What to work on: Reproduce, with no changes, the line where "of the flagpole" appears and every subsequent line of the listing, the last one included.

Given records:

----------------

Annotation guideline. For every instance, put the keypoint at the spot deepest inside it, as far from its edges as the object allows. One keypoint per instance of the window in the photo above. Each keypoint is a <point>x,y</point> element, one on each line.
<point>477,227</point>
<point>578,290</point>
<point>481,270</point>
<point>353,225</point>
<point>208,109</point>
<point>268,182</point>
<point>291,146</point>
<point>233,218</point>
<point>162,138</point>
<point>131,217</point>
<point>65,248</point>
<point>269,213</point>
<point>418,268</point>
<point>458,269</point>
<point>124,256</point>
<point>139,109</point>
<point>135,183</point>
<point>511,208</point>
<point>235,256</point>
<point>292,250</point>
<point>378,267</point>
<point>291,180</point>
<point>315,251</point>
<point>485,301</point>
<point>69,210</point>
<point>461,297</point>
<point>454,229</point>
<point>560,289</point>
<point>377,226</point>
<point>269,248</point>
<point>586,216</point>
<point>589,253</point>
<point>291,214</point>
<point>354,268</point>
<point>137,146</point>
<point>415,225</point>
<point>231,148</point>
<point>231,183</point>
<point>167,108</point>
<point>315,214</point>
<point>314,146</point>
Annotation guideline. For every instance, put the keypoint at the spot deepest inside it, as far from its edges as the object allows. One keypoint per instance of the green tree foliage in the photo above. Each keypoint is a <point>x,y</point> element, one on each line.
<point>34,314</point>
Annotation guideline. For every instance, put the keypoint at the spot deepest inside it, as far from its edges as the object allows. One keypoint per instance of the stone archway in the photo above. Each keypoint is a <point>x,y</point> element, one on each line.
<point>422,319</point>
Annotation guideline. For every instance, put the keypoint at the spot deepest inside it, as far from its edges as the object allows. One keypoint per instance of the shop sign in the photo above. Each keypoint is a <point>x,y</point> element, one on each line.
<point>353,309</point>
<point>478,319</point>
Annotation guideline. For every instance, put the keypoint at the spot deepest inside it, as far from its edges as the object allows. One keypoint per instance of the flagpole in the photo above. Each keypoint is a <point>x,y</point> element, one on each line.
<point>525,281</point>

----------------

Exercise output:
Annotation guideline. For every instance, put the keypoint at the spot deepest inside it, as far from its edges as the object allows. One keypoint per instance of the flagpole in the photo above. Each keypoint is a <point>x,y</point> element, one on each line.
<point>525,281</point>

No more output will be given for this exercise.